### Set of tasks
(a) In the GASNet Portals environment variable text, what is the default value of GASNET_PORTAL_EPOCH_DURATION?
(b) Return the passage of the GASNet Portals environment variable text from "GASNET_PORTAL_CREDIT_STATS=1" up to and including "its credit Epoch.".
(c) Resume the GASNet Portals environment variable text from where it stops.
[Begin Document extract]
GASNET_PORTAL_CREDIT_STATS=1 
  will write credit stats to a file.  This allows a developer to get a sense of
  how the flow-control credits are distributed.  It should not be used in performance
  runs.

GASNET_PORTAL_EPOCH_DURATION=N
  The number of AMRequest operations a node receives before it ends its credit Epoch.
  The default value is 1024.
  See the section on dynamic credit management (below).

GASNET_PORTAL_CRED_PER_NODE=N
  The number of flow_control credits issued to each remote node at startup.
  By default, this is determined via a table lookup based on the number of
  nodes in the job.
  
GASNET_PORTAL_BANKED_CREDITS=N
  The number of flow_control credits that are put into the descressionary bankpool
  on each node at startup.
  By default, this is determined via a table lookup based on the number of
  nodes in the job.

GASNET_PORTAL_AMRECV_SPACE=N
  The number of bytes to allocate for the ReqRB space.
  By default, this is determined via a table lookup based on the number of
  nodes in the job.

GASNET_PORTAL_PUT_BOUNCE_LIMIT=N
  The largest transfer size for which a Put with out-of-segment local
  address is copied through pre-pinned bounce buffers.  For out-of-segment
  transfers of larger size, dynamic memory registration (TMPMD or firehose)
  is used.
  On Catamount the current default is 1k.
[End Document extract]
[Begin Listed entries]
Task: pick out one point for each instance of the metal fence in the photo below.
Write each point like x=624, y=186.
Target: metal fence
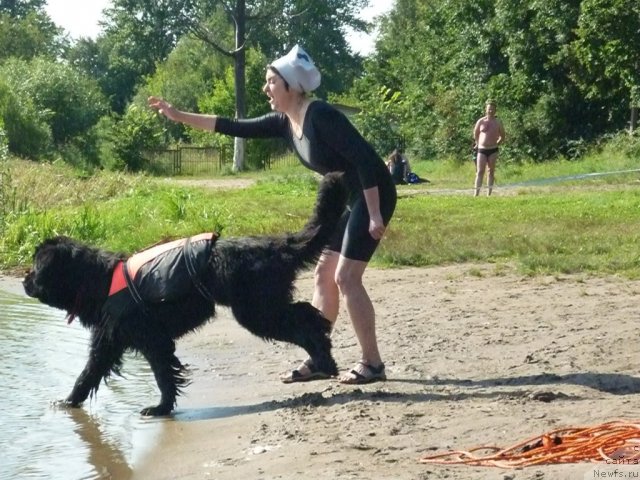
x=195, y=161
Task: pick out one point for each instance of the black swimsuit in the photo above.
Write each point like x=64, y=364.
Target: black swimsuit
x=331, y=143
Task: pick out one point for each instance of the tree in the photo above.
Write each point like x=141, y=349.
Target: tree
x=606, y=55
x=27, y=31
x=231, y=27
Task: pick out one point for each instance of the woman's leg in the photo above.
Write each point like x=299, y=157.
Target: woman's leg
x=326, y=296
x=349, y=279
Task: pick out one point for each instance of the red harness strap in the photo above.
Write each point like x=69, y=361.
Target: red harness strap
x=134, y=263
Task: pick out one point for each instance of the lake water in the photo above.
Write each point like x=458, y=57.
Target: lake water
x=41, y=358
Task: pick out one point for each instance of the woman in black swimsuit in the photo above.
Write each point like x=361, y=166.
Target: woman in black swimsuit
x=325, y=141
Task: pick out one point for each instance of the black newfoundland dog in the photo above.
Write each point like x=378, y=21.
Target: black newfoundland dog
x=145, y=302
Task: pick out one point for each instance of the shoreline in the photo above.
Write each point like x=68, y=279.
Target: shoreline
x=473, y=358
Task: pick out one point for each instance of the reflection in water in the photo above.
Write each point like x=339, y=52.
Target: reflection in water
x=41, y=357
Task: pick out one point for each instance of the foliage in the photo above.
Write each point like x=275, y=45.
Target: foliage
x=131, y=135
x=26, y=31
x=26, y=127
x=567, y=226
x=539, y=59
x=67, y=101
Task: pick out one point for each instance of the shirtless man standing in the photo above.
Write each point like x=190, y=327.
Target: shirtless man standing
x=488, y=134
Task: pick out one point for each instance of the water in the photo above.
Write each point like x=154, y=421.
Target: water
x=41, y=358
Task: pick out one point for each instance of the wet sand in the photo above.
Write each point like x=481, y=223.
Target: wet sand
x=473, y=358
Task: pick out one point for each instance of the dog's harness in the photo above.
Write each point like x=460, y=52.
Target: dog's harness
x=162, y=272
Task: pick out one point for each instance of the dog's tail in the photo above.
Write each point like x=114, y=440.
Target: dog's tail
x=330, y=205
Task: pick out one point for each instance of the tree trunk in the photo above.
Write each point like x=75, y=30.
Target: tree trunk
x=239, y=80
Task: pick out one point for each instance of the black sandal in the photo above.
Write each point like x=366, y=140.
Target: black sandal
x=297, y=376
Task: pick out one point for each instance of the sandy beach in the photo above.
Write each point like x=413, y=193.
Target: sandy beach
x=474, y=357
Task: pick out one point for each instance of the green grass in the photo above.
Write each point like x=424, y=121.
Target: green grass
x=564, y=226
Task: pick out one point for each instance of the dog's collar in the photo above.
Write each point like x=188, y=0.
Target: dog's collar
x=118, y=281
x=73, y=313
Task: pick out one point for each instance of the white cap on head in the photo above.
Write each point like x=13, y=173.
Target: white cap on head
x=297, y=68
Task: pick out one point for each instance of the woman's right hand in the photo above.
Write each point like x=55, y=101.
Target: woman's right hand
x=163, y=107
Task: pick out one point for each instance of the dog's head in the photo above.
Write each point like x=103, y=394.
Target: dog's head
x=54, y=278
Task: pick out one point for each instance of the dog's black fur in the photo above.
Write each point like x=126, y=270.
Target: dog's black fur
x=253, y=275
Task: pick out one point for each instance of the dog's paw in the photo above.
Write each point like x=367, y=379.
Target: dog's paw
x=157, y=411
x=66, y=403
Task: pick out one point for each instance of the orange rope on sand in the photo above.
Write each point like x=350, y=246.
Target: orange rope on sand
x=616, y=442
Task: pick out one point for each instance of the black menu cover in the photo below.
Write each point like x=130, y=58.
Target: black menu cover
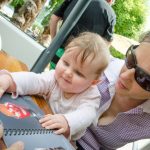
x=20, y=120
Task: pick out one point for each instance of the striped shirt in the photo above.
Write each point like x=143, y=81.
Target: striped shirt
x=127, y=127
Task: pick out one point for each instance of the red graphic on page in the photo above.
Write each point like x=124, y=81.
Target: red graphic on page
x=14, y=110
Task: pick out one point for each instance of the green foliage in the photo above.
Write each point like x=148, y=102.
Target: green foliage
x=116, y=53
x=130, y=17
x=17, y=3
x=52, y=6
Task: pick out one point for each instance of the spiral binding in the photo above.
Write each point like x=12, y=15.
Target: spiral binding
x=26, y=131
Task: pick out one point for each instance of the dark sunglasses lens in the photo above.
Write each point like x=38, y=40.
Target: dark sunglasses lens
x=130, y=62
x=142, y=78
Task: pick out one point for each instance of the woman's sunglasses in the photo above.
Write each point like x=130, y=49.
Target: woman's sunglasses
x=141, y=76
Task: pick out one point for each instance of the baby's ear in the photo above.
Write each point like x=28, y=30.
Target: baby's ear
x=96, y=82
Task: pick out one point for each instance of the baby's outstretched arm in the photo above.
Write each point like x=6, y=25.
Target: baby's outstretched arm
x=6, y=83
x=57, y=122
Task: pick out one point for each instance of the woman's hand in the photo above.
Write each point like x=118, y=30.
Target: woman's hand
x=57, y=122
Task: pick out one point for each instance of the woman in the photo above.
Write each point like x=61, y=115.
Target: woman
x=125, y=105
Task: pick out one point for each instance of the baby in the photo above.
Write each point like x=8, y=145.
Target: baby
x=70, y=88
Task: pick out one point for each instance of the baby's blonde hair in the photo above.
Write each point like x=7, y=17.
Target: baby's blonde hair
x=91, y=44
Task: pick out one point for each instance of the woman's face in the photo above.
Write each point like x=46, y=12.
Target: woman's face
x=126, y=85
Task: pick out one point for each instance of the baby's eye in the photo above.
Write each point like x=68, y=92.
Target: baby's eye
x=65, y=63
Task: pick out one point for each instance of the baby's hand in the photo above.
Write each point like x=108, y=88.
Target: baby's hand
x=57, y=122
x=4, y=83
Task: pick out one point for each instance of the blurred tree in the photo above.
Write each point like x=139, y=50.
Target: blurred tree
x=131, y=16
x=17, y=4
x=53, y=4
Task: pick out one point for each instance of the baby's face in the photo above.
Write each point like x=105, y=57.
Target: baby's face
x=73, y=77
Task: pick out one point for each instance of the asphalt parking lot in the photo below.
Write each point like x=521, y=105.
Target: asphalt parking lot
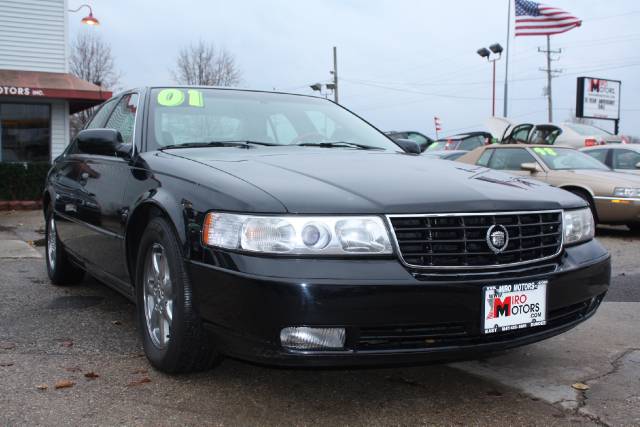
x=83, y=339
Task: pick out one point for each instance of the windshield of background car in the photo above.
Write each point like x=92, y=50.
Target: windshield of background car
x=567, y=158
x=441, y=144
x=587, y=130
x=185, y=115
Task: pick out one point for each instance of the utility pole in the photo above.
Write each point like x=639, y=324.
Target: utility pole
x=506, y=65
x=335, y=74
x=550, y=73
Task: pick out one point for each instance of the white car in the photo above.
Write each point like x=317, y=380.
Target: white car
x=576, y=135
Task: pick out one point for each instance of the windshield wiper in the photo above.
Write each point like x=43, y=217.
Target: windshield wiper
x=338, y=144
x=234, y=143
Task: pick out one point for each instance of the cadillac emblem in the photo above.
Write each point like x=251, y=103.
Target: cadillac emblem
x=497, y=238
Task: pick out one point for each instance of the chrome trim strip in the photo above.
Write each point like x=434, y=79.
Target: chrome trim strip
x=629, y=199
x=474, y=267
x=92, y=227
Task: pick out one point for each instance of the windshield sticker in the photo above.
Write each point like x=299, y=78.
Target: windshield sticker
x=545, y=151
x=175, y=98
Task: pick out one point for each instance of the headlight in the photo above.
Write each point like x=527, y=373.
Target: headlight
x=297, y=235
x=626, y=192
x=578, y=226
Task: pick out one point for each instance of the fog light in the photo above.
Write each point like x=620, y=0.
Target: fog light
x=303, y=338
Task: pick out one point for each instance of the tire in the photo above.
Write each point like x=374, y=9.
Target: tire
x=60, y=269
x=172, y=332
x=634, y=227
x=587, y=198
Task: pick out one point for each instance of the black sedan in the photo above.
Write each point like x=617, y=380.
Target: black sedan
x=284, y=229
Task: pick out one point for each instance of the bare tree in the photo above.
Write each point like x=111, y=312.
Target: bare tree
x=204, y=64
x=91, y=60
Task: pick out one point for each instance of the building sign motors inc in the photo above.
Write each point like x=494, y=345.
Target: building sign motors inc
x=20, y=91
x=598, y=98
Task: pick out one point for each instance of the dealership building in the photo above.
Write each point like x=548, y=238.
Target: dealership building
x=37, y=93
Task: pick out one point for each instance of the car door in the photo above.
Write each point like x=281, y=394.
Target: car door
x=104, y=179
x=510, y=160
x=72, y=203
x=624, y=160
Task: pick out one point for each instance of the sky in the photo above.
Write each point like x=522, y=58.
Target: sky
x=400, y=62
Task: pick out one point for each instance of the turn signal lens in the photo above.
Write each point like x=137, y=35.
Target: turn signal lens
x=578, y=226
x=303, y=338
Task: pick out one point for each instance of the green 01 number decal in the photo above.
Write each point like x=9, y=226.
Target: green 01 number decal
x=175, y=98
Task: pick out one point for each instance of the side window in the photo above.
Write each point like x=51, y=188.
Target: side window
x=282, y=129
x=510, y=159
x=123, y=117
x=98, y=119
x=625, y=159
x=484, y=159
x=598, y=154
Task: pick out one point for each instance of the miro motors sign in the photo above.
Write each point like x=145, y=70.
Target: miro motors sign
x=20, y=91
x=598, y=98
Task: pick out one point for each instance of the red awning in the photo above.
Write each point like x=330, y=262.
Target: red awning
x=35, y=84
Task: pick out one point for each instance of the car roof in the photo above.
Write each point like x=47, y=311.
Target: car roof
x=633, y=147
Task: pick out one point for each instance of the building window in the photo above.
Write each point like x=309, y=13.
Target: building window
x=25, y=132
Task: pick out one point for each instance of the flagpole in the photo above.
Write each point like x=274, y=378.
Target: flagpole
x=506, y=66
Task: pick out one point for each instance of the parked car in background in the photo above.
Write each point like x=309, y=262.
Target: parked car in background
x=464, y=141
x=423, y=140
x=613, y=197
x=242, y=224
x=620, y=158
x=445, y=154
x=576, y=135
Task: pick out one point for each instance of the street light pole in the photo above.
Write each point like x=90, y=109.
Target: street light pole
x=486, y=53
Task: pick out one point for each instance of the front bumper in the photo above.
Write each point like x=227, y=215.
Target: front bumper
x=618, y=210
x=391, y=314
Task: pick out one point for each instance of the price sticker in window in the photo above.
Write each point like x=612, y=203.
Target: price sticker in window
x=176, y=97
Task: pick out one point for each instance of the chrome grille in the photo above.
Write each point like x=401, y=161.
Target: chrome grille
x=460, y=240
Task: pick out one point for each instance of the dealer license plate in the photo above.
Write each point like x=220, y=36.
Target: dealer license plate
x=512, y=307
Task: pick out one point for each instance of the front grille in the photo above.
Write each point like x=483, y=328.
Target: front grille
x=460, y=241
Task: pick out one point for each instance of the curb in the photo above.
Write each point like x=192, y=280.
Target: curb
x=20, y=205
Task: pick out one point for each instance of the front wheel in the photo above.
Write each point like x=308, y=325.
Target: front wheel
x=60, y=269
x=173, y=335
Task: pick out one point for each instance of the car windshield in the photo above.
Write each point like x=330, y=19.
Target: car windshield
x=218, y=117
x=587, y=130
x=441, y=144
x=567, y=158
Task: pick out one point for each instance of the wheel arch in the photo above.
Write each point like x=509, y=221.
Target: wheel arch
x=161, y=205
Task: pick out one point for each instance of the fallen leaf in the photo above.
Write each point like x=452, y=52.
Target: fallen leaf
x=91, y=375
x=5, y=345
x=64, y=384
x=139, y=382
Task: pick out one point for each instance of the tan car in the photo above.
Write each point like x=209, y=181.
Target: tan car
x=614, y=197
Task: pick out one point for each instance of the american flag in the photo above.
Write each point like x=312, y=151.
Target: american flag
x=535, y=19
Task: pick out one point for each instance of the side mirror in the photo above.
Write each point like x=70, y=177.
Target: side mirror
x=409, y=146
x=531, y=167
x=102, y=142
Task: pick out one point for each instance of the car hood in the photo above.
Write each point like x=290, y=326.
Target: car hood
x=322, y=180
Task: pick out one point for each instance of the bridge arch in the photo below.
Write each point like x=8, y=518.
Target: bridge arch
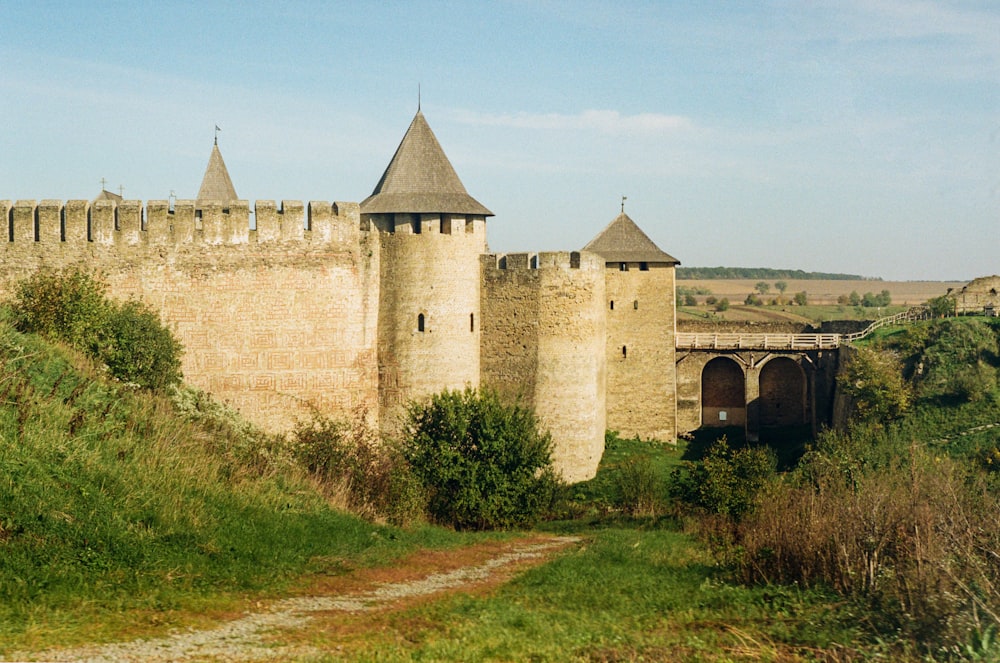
x=783, y=393
x=723, y=393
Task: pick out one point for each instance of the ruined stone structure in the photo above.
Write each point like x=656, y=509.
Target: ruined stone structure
x=755, y=389
x=347, y=307
x=979, y=296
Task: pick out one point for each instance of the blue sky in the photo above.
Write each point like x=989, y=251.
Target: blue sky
x=828, y=135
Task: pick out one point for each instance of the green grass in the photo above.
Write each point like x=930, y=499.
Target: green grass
x=111, y=506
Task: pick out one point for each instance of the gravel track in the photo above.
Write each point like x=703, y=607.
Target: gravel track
x=241, y=639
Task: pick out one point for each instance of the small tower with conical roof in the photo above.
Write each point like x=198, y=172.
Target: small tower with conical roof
x=216, y=185
x=431, y=234
x=639, y=283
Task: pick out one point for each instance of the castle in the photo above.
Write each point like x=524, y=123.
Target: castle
x=351, y=307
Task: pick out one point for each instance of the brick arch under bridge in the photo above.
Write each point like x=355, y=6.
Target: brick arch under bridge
x=755, y=389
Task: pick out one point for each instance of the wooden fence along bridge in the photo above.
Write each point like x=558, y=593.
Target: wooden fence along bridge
x=763, y=382
x=712, y=341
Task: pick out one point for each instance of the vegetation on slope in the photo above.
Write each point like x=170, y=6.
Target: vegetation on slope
x=110, y=503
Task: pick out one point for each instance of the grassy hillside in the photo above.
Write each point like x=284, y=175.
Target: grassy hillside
x=111, y=502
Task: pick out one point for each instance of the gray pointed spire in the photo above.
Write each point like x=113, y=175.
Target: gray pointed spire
x=623, y=241
x=420, y=179
x=216, y=184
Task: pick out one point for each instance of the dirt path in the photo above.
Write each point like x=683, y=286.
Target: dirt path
x=334, y=601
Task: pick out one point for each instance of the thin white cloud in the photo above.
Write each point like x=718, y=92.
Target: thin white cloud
x=604, y=121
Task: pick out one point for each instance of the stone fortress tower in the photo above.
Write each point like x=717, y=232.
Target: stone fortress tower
x=431, y=233
x=344, y=307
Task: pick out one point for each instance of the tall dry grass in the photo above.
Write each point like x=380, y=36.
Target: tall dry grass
x=917, y=539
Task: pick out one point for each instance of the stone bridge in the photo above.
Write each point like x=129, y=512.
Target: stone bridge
x=763, y=381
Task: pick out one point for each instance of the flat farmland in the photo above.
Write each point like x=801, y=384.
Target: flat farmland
x=824, y=292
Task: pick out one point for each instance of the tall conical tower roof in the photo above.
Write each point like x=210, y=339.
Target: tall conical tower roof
x=420, y=179
x=216, y=185
x=623, y=241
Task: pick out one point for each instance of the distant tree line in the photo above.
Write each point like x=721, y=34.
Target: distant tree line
x=684, y=273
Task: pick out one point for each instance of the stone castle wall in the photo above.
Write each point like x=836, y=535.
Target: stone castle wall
x=274, y=319
x=543, y=341
x=640, y=349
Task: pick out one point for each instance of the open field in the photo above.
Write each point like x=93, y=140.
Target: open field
x=826, y=292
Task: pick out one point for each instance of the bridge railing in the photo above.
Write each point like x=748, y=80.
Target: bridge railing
x=701, y=341
x=909, y=315
x=710, y=341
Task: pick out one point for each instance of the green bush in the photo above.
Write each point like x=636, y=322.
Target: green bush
x=642, y=488
x=348, y=459
x=726, y=481
x=71, y=306
x=873, y=379
x=66, y=305
x=137, y=347
x=484, y=464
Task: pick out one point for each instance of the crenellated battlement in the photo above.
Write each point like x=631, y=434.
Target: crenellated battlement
x=184, y=222
x=543, y=260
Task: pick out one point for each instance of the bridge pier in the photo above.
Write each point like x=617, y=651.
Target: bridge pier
x=755, y=389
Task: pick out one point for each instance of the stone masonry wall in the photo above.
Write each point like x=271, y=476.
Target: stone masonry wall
x=274, y=320
x=543, y=340
x=640, y=349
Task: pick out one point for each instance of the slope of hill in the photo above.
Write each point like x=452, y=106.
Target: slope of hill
x=110, y=502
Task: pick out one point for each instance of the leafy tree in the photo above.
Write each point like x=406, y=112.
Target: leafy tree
x=483, y=463
x=137, y=347
x=957, y=360
x=70, y=305
x=726, y=480
x=874, y=379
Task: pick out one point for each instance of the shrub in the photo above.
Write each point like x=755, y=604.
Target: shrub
x=874, y=381
x=912, y=535
x=137, y=347
x=66, y=305
x=726, y=480
x=69, y=305
x=642, y=488
x=484, y=464
x=350, y=461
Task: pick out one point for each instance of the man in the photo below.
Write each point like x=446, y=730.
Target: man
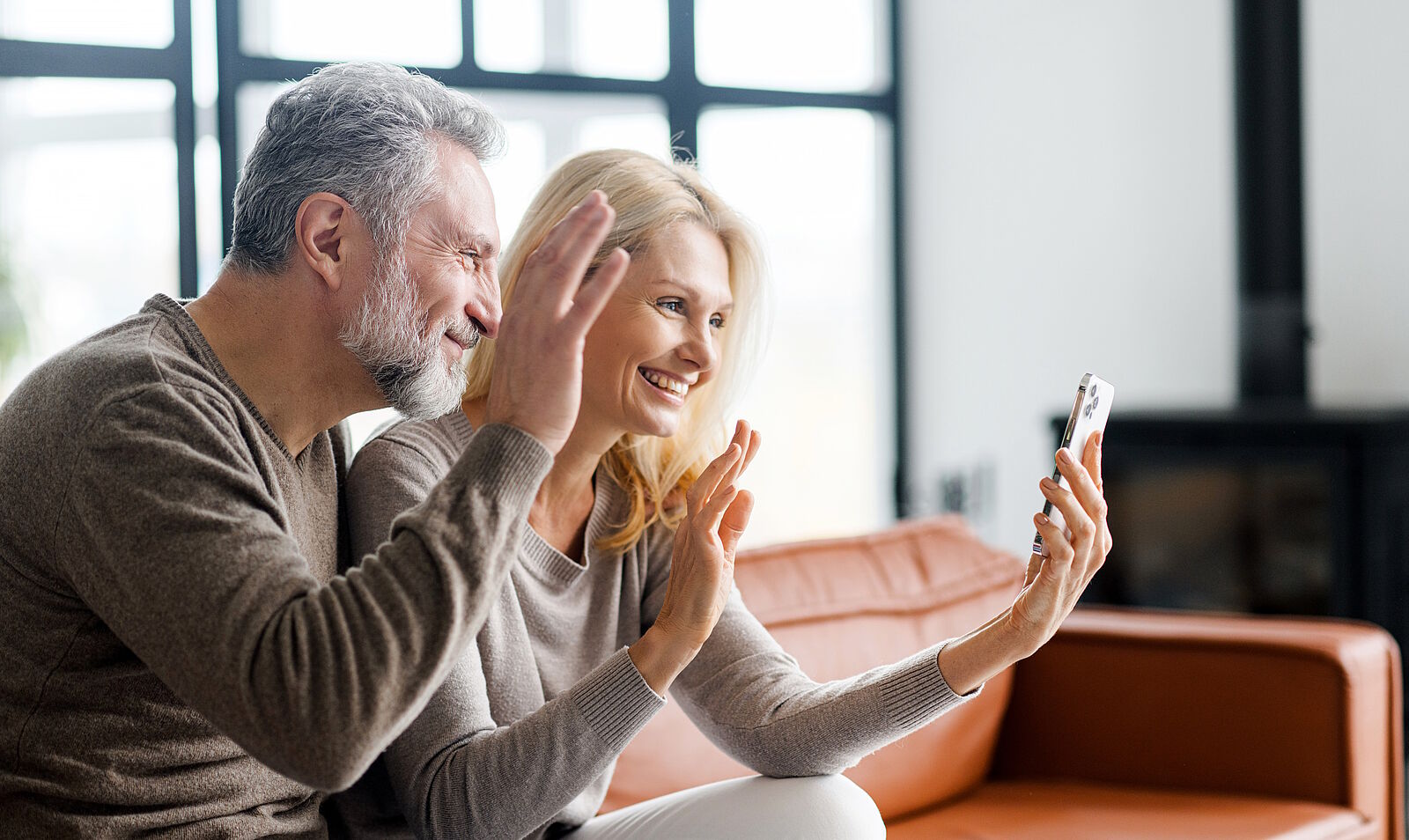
x=180, y=656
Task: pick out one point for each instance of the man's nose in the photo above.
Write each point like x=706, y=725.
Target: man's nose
x=485, y=307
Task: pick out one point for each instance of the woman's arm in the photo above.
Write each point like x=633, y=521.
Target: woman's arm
x=754, y=702
x=454, y=770
x=457, y=774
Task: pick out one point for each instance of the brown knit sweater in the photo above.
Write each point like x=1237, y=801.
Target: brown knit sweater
x=180, y=656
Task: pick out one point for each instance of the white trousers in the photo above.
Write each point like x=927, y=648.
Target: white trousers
x=812, y=807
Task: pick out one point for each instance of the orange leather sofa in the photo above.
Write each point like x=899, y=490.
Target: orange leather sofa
x=1127, y=723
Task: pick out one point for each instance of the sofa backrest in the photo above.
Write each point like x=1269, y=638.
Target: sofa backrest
x=843, y=607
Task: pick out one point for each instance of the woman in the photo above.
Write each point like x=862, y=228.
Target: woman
x=624, y=582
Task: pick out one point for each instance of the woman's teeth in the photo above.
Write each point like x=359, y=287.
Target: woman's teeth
x=666, y=382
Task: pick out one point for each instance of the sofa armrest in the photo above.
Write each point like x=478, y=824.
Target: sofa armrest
x=1296, y=708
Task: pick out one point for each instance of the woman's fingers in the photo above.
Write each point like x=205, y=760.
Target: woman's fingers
x=1082, y=487
x=595, y=292
x=1061, y=553
x=709, y=481
x=1091, y=459
x=734, y=520
x=1035, y=565
x=754, y=438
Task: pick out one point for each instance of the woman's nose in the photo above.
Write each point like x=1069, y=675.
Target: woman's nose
x=701, y=349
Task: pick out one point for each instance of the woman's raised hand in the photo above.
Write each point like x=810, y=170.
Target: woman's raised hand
x=1053, y=582
x=702, y=564
x=1056, y=582
x=537, y=384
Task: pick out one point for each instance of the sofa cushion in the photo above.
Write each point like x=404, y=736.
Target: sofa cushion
x=1042, y=811
x=843, y=607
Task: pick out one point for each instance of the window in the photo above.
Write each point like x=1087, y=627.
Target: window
x=791, y=114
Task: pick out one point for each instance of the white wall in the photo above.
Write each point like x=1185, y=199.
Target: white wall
x=1356, y=123
x=1070, y=209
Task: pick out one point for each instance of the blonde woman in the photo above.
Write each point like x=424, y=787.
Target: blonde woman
[End Listed entries]
### Responses
(a) 1024

(b)
GASNET_PORTAL_CREDIT_STATS=1 
  will write credit stats to a file.  This allows a developer to get a sense of
  how the flow-control credits are distributed.  It should not be used in performance
  runs.

GASNET_PORTAL_EPOCH_DURATION=N
  The number of AMRequest operations a node receives before it ends its credit Epoch.

(c)
  On CNL the current default is 0 (or 2k if firehose is disabled).
  The maximum is the size of a ReqSB chunk.

GASNET_PORTAL_GET_BOUNCE_LIMIT=N
  The largest transfer size for which a Get with out-of-segment local
  address is copied through pre-pinned bounce buffers.  For out-of-segment
  transfers of larger size, dynamic memory registration (TMPMD or firehose)
  is used.
  The current defaults are the same as for GASNET_PORTAL_PUT_BOUNCE_LIMIT.
  The maximum is sizeof(void*) less than the size of a ReqSB chunk.
  If the value of this parameter equals the chunk size, then the required
  sizeof(void*) is silently deducted.

GASNET_PORTAL_PUTGET_BOUNCE_LIMIT=N
  For compatibility with past releases, if GASNET_PORTAL_PUT_BOUNCE_LIMIT
  or GASNET_PORTAL_GET_BOUNCE_LIMIT are unset, then this variable is used.
  The defaults are the same as for GASNET_PORTAL_PUT_BOUNCE_LIMIT.

GASNET_PHYSMEM_PINNABLE_RATIO=DOUBLE (default=0.75)
  The fraction of physical memory that can be made pinnable under CNL.
  This value should be reduced if a job dies at startup with a message like
     [NID 63]Apid 294285: initiated application termination
     [NID 00063] Apid 294285: OOM killer terminated this process.
  or
     [NID 18]Apid 49229: initiated application termination
     Application 49229 exit signals: Killed
  This parameter has no effect under Catamount.

* All the standard GASNet environment variables (see top-level README)

* The GASNET_EXITTIMEOUT family of environment variables (see top-level README)


Optional compile-time settings:
------------------------------

* All the compile-time settings from extended-ref (see the extended-ref README)

Known problems:
---------------

* See the Berkeley UPC Bugzilla server for details on known bugs.

*  On CNL, if we try to pin more memory than the OS will allow, the job is killed.
   Therefore there is really no way (that we know of) to determine the exact maximum
   pinnable memory (and therefore maximal GASNET_SEGMENT_FAST segment size)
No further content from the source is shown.